ЗАДАНИЕ A: Проверьте по тексту о писателях-кочевниках три утверждения: (i) первый километр пути к озеру стараются пробежать, не глядя по сторонам; (ii) Мараи утверждал, что история совершается на полях; (iii) пара лебедей пролетела мимо молча. На каждое ответьте «да» или «нет» и приведите решающие слова текста точной цитатой.
ЗАДАНИЕ B: Подхватите текст о писателях-кочевниках и продолжите его после последней фразы.

Это была удивительная встреча. Как обычно по вечерам, мы с Наташей шли на озеро. Первый километр мы стараемся пробежать, не глядя по сторонам, чтобы не видеть мерзость, царящую на окраинах: кривые сараи, жестяные гаражи по берегам Вирмы, потом огромная свалка, разбросанная ветрами по тундре на сотни метров. А дальше начинается красота, и можно замедлить шаг. Карликовые сосны, отбрасывающие длинные тени на сине-лиловый фирн,[80] справа сияет вдали белоснежный Вавнбед, слева тундра пластается до самого горизонта, и тишина такая, что внезапное карканье вороны звучит над ухом короткой автоматной очередью.
Мы шли молча.
Вдруг из этой тишины появилась в воздухе пара лебедей и, булькая о чем-то между собой, торжественно проплыла перед нашими глазами, почти на расстоянии вытянутой руки. Точно два белоснежных облака — вестники весны.
— Здравствуйте, братья-птицы! Вильком[81] на Севере!
ПИСАТЕЛЬ-КОЧЕВНИК
Ты странник, и должен каждый день продолжать путь, который и есть твоя единственная цель…
Центральное место в моей библиотеке занимают книги писателей-кочевников. Рядом с Кеннетом Уайтом[82] (автором «Синего пути» и создателем термина «интеллектуальный номадизм») там стоят Брюс Чатвин, Клаудио Магрис,[83] Николя Бувье,[84] Чеслав Милош, Шандор Мараи[85] и еще несколько авторов. Каждый кочевал по-своему. Уайт в экстатическом полете добрался до лабрадорских шаманов; Чатвин пел сны аборигенов Австралии и блуждал по бездорожью Патагонии; Магрис прошел Дунай — от истоков до дельты, — миновав не одну границу, а позже очертил круг от кафе «Сан Марко» до Городского сада, вписав в этот круг не одну жизнь; Бувье исходил полмира — от Балкан до Японии — раз за разом исследуя Пустоту; Милош — путник мира — целый мир для путника; но Мараи? Многие, наверное, удивятся, что я упомянул его в этой компании.
Что же может связывать с кочевниками потомка оседлого аристократического рода (более того — создателя идеи вневременной аристократии), городского жителя и завсегдатая кафе (Мараи утверждал, что история совершается на площадях, а не на полях)? Разве можно автора, которому одна только цивилизация давала чувство защищенности, а описание пейзажа говорило больше, нежели сам пейзаж, ставить на одну полку с бродягами, уподоблявшимися в пути застиранному полотенцу (которое им подавали в борделях) и с первого шага определявшими ритм, который медленно приоткрывал мир? И тем не менее!

ИСХОДНЫЕ ДАННЫЕ:
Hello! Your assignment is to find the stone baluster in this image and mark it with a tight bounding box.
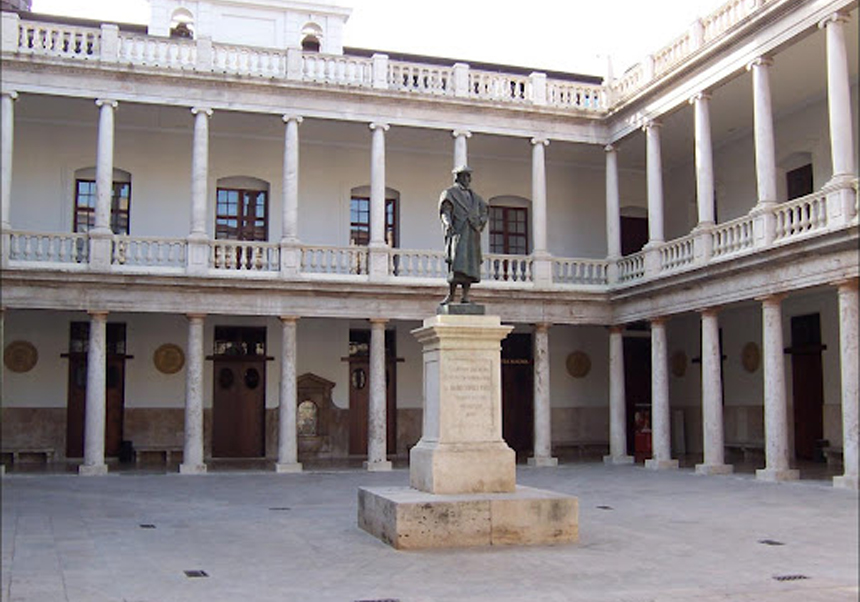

ОЖИДАЕМЫЙ ОТВЕТ A:
(i) Да: «Первый километр мы стараемся пробежать, не глядя по сторонам».
(ii) Нет: «Мараи утверждал, что история совершается на площадях, а не на полях».
(iii) Нет: «булькая о чем-то между собой».

ОЖИДАЕМЫЙ ОТВЕТ B:
В случае Мараи это вопрос языка. Потому что язык — таково мое глубокое убеждение — своего рода племенная память, в которой закодирован как опыт исторический языковой общности, так и ее атавизмы, мечты и сны. Более того, в языке каждого племени живет Дух — и чем внимательнее мы прислушаемся, тем явственнее услышим его голос. Это он подсказывает нам направление тропы.
Шандор Мараи писал по-венгерски.[86] В «Дневнике» писатель замечает, что в глубине души венгры по-прежнему кочевники, и, хотя они уже тысячу лет живут в Европе, их дух все еще отдает скитальчеством. А венгерский язык сформировался в отдаленном прошлом, когда большинства европейских языков еще не существовало. Неудивительно поэтому, что он сохранил эхо давних времен, когда «в хаосе творения человек впервые осознал свое человеческое достоинство». Это эхо можно услышать, например, в сходстве звучания двух слов: «oles» («убийство») и «oleles» («объятие») — реликт эпохи первобытных охотников, для которых жертва была объектом не только охоты, но и любви. А убийство заключало в себе мистический смысл! Пример взят из «Угольков».[87] Недавно я перечитал его снова и лишь теперь вполне оценил охотничьи рассуждения генерала Хенрика.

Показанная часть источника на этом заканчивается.